— Testo del documento —
——

Come le Coree arrivano al tavolo dei negoziati

Kim Jong-un sarà impegnato domani, venerdì 27 aprile, con la propria controparte sudcoreana Moon Jae-in in uno storico faccia a faccia. L’incontro tra i vertici delle due Coree si terrà presso il villaggio di Panmunjeom, lungo la linea demilitarizzata. Ecco le cose da sapere.

Terzo confronto diretto tra le parti, dopo i due precedenti incontri occorsi nel 2000 e nel 2007 tra Kim Jong-il – il padre di Kim Jong-un – e i due premier sudcoreani succedutisi, rispettivamente Kim Dae-jung e Roh Moo-hyun. L’incontro di domani si terrà sul lato sudcoreano del confine, sarà trasmesso in diretta televisiva, e – con più di 3mila giornalisti accreditati – si preannuncia come l’evento mediatico della settimana.

I leader delle due Coree con questo incontro, oltre a cementare la stagione del disgelo inaugurato con le olimpiadi invernali di quest’anno, dovranno cominciare a preparare il terreno per il paventato meeting tra Kim Jong-Un e il presidente Trump previsto per il mese di maggio.

La delegazione nordcoreana arrivata in Corea del Sud per seguire le Olimpiadi invernali, a febbraio 2018. Al centro la sorella di Kim-Jong-un, Kim Yo-jong – credits: Reuters / Yonhap

L’attenzione si pone quindi sulle iniziative che potranno essere intraprese per facilitare il raggiungimento di una “denuclearizzazione” della penisola coreana, e per porre un termine formale alla Guerra di Corea, che al momento risulta congelata da un armistizio raggiunto nel 1953.

Questi gli obiettivi dichiarati per l’incontro, in linea con quelli precedentemente comunicati da Kim al premier cinese Xi Jinping nel suo recente viaggio a Pechino, come riportato dall’agenzia cinese Xinhua.

A supportare le aspettative sul buon esito dei negoziati è la notizia, riportata dalla Korean Central News Agency (KCNA), dell’annuncio fatto venerdì 20 aprile da Kim Jong-un alla riunione  del comitato centrale del partito. Il leader ha infatti comunicato che dal 21 aprile la Corea del Nord avrebbe sospeso ulteriori test nucleari e la sperimentazione di missili balistici.

Decisione immediatamente accolta dai media sudcoreani e occidentali come un incoraggiante passo verso la “denuclearizzazione” della penisola. È però necessario sottolineare che del termine non vi sia traccia nel comunicato del regime, e che mentre per gli Stati Uniti e per l’occidente “denuclearizzazione” significa cancellazione del programma nucleare nordcoreano, per il regime del nord si intende la rimozione di tutti gli ordigni atomici presenti sulla penisola di corea, oltre che l’esclusione della corea del Sud dall’ombrello nucleare statunitense e la rimozione delle forze americane presenti nel paese.

——

[Record di annotazione dei riquadri nelle immagini]

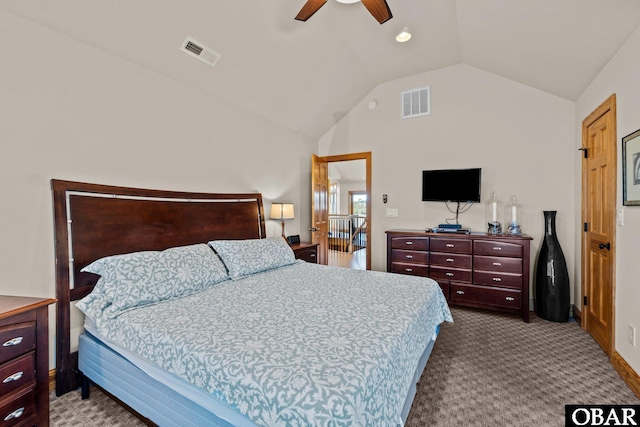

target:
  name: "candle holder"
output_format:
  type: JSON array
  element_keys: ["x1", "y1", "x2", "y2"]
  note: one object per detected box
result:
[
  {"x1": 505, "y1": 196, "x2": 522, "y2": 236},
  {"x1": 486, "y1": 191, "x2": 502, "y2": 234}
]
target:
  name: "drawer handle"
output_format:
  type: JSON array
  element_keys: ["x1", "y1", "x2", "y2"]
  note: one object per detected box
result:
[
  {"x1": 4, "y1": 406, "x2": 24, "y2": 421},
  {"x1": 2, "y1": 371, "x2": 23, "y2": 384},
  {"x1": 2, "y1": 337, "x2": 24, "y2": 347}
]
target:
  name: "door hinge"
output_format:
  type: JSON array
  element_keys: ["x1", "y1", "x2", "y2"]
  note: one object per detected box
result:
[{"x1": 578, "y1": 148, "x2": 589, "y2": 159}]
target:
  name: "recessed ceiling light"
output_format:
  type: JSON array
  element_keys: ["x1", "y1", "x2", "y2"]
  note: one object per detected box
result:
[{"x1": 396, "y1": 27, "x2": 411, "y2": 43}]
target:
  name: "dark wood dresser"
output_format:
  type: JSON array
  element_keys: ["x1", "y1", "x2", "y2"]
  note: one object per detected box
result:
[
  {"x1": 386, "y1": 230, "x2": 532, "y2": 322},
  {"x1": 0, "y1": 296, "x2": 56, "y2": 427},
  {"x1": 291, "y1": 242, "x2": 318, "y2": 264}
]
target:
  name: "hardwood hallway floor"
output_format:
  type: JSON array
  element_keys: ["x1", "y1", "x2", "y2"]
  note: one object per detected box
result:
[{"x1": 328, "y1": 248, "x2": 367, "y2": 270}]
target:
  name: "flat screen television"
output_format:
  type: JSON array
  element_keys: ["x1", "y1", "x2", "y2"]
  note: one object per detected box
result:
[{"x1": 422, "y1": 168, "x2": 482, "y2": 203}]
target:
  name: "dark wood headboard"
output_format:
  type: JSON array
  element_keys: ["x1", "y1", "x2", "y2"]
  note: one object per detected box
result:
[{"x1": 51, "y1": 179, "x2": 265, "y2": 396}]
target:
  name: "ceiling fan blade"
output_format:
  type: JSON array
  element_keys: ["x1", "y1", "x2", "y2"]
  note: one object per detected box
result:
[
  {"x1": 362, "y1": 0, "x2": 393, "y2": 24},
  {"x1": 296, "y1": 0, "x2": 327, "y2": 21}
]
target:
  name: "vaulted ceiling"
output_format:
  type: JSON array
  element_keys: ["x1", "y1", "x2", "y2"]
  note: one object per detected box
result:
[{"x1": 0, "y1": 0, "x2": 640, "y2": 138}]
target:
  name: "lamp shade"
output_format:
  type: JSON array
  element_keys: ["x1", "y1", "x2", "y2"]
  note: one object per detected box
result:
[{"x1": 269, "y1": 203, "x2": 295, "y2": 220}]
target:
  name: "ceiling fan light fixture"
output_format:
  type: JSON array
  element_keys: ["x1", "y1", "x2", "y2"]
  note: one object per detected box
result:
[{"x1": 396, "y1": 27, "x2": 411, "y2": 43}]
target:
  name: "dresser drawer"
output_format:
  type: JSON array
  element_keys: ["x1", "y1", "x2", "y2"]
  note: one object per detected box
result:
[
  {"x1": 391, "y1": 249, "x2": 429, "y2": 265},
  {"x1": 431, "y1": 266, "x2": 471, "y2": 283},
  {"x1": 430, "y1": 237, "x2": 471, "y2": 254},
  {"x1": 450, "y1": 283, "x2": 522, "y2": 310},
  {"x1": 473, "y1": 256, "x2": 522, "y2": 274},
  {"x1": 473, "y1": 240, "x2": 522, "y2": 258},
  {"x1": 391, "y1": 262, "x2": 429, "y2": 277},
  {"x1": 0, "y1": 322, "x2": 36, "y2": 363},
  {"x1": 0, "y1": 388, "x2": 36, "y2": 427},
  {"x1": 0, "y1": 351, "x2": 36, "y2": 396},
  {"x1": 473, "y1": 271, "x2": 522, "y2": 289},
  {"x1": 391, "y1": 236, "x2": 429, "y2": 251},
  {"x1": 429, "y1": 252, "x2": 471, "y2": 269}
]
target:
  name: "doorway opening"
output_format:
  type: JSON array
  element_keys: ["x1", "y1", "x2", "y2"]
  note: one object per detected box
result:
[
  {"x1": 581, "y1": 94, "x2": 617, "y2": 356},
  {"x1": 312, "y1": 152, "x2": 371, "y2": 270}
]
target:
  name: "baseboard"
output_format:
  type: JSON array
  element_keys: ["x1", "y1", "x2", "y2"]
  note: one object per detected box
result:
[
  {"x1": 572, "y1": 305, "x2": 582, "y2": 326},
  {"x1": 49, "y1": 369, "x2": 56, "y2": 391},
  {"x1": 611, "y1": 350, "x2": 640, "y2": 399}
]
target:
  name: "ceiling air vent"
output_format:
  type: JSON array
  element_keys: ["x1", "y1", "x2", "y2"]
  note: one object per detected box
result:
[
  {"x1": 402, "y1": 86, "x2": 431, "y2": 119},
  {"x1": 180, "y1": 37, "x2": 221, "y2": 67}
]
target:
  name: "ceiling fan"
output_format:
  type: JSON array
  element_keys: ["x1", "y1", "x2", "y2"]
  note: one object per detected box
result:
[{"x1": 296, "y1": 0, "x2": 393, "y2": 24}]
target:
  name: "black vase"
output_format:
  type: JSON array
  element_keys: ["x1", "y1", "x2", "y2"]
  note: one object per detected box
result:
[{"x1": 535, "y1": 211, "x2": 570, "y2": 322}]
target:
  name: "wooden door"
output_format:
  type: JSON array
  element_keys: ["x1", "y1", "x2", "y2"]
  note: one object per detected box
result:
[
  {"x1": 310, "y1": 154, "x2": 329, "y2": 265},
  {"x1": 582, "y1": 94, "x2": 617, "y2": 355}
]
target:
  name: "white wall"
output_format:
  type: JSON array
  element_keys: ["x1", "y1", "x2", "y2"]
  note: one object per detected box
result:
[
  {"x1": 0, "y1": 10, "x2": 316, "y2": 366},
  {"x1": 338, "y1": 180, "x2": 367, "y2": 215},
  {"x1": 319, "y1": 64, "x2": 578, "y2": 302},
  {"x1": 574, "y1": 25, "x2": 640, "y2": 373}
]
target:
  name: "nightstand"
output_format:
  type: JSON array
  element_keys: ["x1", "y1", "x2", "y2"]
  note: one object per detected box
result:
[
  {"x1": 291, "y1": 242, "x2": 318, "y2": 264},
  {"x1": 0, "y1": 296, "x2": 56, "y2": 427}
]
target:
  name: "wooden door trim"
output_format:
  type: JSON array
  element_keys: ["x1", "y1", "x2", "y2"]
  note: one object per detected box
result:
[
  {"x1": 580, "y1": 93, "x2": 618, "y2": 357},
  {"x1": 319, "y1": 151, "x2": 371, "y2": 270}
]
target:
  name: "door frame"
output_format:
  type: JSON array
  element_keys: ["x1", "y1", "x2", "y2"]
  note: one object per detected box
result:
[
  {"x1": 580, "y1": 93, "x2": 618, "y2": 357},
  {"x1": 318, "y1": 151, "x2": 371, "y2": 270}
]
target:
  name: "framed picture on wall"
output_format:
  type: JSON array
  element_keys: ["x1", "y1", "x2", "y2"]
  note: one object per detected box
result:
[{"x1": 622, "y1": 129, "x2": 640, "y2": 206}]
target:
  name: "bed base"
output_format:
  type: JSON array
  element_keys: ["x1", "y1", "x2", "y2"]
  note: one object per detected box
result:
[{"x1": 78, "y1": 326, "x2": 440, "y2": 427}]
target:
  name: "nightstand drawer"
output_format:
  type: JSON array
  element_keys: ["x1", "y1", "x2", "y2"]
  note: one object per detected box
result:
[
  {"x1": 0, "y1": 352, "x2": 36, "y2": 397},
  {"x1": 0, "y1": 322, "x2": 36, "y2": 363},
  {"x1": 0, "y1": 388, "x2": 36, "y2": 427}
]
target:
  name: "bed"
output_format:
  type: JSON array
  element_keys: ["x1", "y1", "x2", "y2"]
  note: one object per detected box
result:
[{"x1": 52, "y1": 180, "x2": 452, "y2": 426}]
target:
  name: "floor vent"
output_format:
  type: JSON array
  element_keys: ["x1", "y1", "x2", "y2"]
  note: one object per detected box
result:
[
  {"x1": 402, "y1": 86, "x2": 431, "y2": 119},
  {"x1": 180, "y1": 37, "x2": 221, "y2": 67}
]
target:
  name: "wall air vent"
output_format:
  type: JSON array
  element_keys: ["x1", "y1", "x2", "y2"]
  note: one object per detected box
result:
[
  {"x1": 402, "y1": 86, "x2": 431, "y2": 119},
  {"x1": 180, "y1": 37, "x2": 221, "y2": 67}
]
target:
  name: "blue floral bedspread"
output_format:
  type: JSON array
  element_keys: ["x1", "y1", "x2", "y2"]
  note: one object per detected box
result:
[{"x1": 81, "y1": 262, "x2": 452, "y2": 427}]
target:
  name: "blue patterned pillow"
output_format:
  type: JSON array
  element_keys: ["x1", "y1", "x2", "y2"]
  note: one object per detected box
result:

——

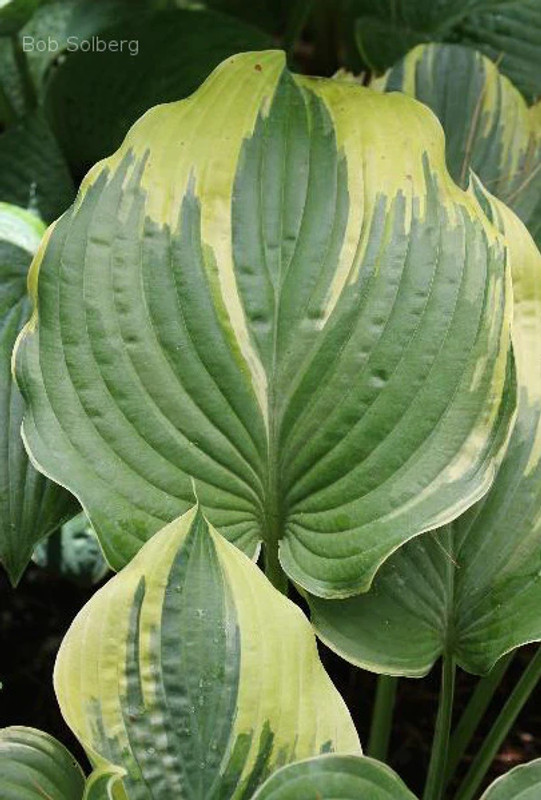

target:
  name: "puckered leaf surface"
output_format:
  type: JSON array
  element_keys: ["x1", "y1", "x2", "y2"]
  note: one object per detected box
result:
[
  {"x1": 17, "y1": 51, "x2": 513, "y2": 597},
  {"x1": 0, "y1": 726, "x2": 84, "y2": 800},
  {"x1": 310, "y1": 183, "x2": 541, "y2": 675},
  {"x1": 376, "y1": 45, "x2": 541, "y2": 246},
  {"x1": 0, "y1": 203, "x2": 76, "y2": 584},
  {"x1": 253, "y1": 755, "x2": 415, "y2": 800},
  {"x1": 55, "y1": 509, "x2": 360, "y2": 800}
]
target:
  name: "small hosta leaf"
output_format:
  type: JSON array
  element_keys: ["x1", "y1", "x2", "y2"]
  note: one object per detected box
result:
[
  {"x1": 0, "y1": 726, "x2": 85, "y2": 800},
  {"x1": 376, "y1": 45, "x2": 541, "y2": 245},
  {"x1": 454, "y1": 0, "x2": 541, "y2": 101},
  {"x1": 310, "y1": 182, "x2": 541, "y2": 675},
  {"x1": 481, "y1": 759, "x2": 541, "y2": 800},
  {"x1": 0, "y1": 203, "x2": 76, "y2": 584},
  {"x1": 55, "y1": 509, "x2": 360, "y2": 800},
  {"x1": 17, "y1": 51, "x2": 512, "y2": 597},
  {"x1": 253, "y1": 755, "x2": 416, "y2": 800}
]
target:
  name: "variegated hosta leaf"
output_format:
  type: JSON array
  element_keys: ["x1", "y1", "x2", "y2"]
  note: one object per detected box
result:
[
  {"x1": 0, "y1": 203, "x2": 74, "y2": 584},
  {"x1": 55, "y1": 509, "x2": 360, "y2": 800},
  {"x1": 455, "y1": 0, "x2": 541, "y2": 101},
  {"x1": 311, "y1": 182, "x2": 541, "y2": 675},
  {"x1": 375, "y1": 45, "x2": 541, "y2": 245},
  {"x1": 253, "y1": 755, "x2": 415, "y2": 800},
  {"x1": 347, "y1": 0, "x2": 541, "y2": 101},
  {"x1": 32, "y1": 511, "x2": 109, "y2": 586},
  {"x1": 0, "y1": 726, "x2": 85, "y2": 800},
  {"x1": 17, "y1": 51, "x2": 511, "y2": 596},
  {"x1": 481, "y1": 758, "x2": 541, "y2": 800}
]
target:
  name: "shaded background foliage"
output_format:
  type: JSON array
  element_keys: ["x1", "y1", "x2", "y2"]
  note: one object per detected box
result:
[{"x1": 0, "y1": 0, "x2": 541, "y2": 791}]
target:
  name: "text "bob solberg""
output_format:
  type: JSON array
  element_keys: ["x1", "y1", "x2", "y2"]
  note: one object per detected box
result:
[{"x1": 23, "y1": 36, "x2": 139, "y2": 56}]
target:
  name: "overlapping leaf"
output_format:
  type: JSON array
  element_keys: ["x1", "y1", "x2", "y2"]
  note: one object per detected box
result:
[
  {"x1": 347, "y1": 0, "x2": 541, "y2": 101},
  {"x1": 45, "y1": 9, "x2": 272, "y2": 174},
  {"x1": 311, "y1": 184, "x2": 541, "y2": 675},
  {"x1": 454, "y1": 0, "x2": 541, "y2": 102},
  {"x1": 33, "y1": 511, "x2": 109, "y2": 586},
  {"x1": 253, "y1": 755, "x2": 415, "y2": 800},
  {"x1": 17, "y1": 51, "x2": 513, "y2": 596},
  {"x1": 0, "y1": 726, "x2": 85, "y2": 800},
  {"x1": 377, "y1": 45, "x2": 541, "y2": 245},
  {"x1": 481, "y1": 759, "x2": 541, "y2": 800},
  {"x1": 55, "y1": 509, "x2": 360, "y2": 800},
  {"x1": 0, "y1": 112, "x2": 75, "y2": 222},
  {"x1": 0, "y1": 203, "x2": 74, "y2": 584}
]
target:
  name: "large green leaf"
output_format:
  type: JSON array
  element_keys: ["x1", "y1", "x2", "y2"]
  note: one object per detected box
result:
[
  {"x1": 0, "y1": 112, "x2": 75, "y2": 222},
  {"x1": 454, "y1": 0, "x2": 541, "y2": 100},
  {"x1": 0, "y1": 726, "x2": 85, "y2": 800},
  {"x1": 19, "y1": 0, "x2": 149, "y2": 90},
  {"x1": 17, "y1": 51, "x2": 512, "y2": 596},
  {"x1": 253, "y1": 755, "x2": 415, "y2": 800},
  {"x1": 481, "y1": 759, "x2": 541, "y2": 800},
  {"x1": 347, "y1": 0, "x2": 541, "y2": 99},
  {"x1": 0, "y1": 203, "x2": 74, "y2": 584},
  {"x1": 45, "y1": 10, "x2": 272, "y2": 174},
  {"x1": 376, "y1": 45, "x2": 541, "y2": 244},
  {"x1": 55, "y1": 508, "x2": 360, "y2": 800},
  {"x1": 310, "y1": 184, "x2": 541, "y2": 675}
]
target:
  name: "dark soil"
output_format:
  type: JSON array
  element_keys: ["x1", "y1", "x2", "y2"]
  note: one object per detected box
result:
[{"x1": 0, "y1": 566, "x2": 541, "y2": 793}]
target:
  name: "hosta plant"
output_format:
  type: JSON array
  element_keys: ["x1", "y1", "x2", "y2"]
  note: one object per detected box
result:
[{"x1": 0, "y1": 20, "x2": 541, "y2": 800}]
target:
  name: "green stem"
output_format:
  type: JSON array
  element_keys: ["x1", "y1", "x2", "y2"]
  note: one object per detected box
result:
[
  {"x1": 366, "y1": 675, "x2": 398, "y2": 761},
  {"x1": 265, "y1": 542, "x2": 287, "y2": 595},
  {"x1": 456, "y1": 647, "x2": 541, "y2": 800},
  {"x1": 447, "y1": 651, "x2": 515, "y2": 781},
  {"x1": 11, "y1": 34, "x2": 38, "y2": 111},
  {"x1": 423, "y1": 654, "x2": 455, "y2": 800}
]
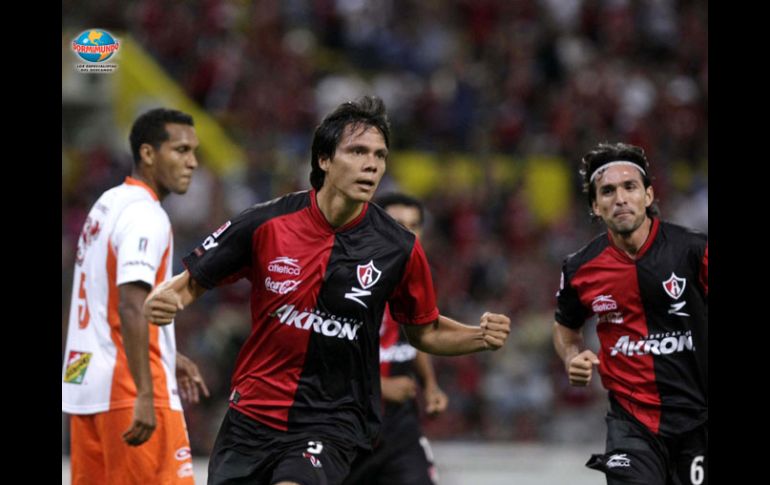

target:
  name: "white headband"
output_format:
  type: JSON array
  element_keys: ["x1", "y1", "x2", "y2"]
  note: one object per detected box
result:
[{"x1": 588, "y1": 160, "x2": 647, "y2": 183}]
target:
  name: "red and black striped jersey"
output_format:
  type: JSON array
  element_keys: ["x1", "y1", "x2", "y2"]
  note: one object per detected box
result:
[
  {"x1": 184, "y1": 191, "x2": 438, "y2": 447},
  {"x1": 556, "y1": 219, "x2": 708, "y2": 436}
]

——

— Richiesta scritta —
Per favore, prosegui l'articolo sull'incontro tra i leader delle due Coree, riprendendo subito dopo la sua ultima frase.

— Risultato del compito —
Inoltre, secondo alcune fonti cinesi, parrebbe che il sito di Punggye-ri in cui la Corea del Nord ha svolto i propri precedenti test nucleari, sia crollato a seguito dell’ultimo condotto nel settembre del 2017. Il che potrebbe dare una luce diversa alle aperture del regime. L’integrità strutturale del sito era già stata messa a dura prova dagli ultimi test (il 23 aprile è stata registrata l’ennesima scossa sismica localizzata nella zona del sito) e la Cina avevagià avanzato non poche perplessità sul suo futuro utilizzo, avendo il proprio confine a non più di 160km di distanza, e temendo che un eventuale crollo della struttura potesse causare la fuoriuscita nell’atmosfera di sostanze radioattive.

Gli Stati Uniti – il cui neo nominato Segretario di stato Mike Pompeo apprendiamo essere stato recentemente impegnato in un segreto viaggio in Corea del Nord per un incontro diretto con Kim – devono inoltre considerare le preoccupazioni dei propri alleati nell’area. L’ambasciatore americano a Tokyo ha infatti comunicato l’intenzione del suo governo di richiedere al regime un impegno anche per la rimozione di armi chimiche e batteriologiche, di cui gli arsenali nordcoreani sono ampiamente forniti.

Una delle preoccupazioni giapponesi è infatti che un accordo tra Trump e Kim sulla limitazione degli arsenali missilistici comprenda quelli a lungo raggio, ma lasci potenzialmente esposto il paese nipponico ai missili a più breve raggio di Pyongyang.

Nonostante non sia per noi possibile avere informazioni dettagliate circa l’avanzamento del programma nucleare e di eventuali successi nel miniaturizzare una testata atomica adatta ad essere montata su un missile balistico, bisogna considerare come India e Pakistan – nel 1998 – siano stati sufficienti 6 test per essere considerate potenze nucleari a tutti gli effetti.

Discorso leggermente diverso per quanto riguarda la annunciata sospensione dei test balistici. Il programma missilistico di Pyongyang risulta infatti ancora ad uno stadio sperimentale, ed esistono forti dubbi circa le reali capacità del regime di portare un attacco missilistico alla costa Ovest degli Stati Uniti. È comunque possibile che il livello raggiunto renda necessario un limitato numero di nuove sperimentazioni, facilmente e velocemente eseguibili in caso di fallimento dei negoziati.

credits: Ed Jones/AFP/Getty Images

Bisogna infatti evidenziare come anch’essa risulti una autolimitazione facilmente ritrattabile, come precedentemente accaduto nel 2006, quando in seguito al collasso degli accordi del 1994 e del 1999 il regime riprese in breve tempo il proprio programma balistico. E bisogna comunque considerare come la credibilità di una minaccia sia sufficiente affinché questa produca degli effetti, ed è possibile che in questo il regime abbia raggiunto il suo scopo.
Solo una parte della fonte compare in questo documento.